**REQUIRED WORK:**
1. In the HIV passage, print the words starting at "To move us forward" and ending at "persons with HIV.".
2. In the HIV passage, how much does President Biden's Fiscal Year 2022 budget request for continued implementation of the Ending the HIV Epidemic in the U.S. initiative?

**SELECTED EXTRACT:**
Despite the progress we’ve made over four decades, HIV persists as a serious public health challenge globally. Fortunately, ending the HIV epidemic is now within our reach.As we mark the 40th anniversary of the first official report about AIDS on June 5th, 1981, we pause to honor the more than 32 million people who have died from AIDS-related illnesses globally, including 700,000 people in the U.S.

Reflecting on those we have lost to HIV and AIDS, and standing alongside the HIV community, we recommit ourselves to ending the HIV epidemic, continuing the work that must be done, reengaging people with lived experience and a wide variety of stakeholders from all sectors of society, and to reenergizing our efforts to accelerate progress and ensure equity.


To move us forward towards this goal, on May 28, 2021, the White House published President Biden’s Budget of the United States Government for Fiscal Year 2022, which includes a request for $670 million for continued implementation of the Ending the HIV Epidemic in the U.S. initiative (EHE).

Right now, 38 million people – including 1.2 million here in the U.S. – are living with HIV. While we still don’t have a cure, we have made tremendous strides. Biomedical and scientific research advances have led to the development of HIV tests, many successful HIV treatments, prevention strategies, and improved care for persons with HIV.

Today, people with HIV who know their status take HIV medication as prescribed, and can live long healthy lives and have effectively no risk of transmitting HIV to others.

In addition, prevention tools that include pre-exposure prophylaxis or PrEP, post-exposure prophylaxis or PEP, and syringe services programs make an individual’s risk of acquiring HIV significantly lower when they have access to those tools. National HIV efforts have taken us from a peak of 130,000 HIV infections annually in the U.S. in the mid-1980s to 34,800 in 2019.

**DATA RECORDS:**
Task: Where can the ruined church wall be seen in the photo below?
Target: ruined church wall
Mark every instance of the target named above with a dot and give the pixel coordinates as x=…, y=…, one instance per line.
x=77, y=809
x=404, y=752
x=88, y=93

* * *

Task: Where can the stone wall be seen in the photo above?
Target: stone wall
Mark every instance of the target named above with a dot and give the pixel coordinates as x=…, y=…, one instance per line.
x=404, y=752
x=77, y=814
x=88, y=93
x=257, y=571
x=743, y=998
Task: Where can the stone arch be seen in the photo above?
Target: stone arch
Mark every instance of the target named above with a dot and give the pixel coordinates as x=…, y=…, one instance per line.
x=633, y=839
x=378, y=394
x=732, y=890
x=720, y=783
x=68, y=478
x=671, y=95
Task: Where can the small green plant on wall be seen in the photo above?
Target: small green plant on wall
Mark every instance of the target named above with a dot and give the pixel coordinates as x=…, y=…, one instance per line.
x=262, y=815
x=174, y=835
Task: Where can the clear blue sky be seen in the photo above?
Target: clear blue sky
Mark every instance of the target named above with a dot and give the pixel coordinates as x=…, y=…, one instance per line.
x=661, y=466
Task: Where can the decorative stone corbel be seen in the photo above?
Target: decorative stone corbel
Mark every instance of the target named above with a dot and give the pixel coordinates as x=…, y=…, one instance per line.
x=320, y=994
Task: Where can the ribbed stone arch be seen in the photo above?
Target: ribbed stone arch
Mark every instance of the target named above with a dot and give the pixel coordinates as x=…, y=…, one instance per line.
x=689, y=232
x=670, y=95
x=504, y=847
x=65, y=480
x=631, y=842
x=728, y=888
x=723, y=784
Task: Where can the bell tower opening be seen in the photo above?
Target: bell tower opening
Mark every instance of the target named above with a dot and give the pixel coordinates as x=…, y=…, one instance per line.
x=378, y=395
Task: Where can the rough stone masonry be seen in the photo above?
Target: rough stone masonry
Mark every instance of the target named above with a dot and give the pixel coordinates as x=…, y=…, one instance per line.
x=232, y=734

---

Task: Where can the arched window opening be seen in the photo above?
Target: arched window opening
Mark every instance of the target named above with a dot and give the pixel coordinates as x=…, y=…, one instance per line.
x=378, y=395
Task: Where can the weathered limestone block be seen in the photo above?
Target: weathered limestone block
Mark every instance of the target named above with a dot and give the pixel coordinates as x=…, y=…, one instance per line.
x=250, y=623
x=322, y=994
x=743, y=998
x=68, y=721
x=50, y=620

**RESULTS FOR EACH TASK:**
1.
To move us forward towards this goal, on May 28, 2021, the White House published President Biden’s Budget of the United States Government for Fiscal Year 2022, which includes a request for $670 million for continued implementation of the Ending the HIV Epidemic in the U.S. initiative (EHE).

Right now, 38 million people – including 1.2 million here in the U.S. – are living with HIV. While we still don’t have a cure, we have made tremendous strides. Biomedical and scientific research advances have led to the development of HIV tests, many successful HIV treatments, prevention strategies, and improved care for persons with HIV.

2. $670 million.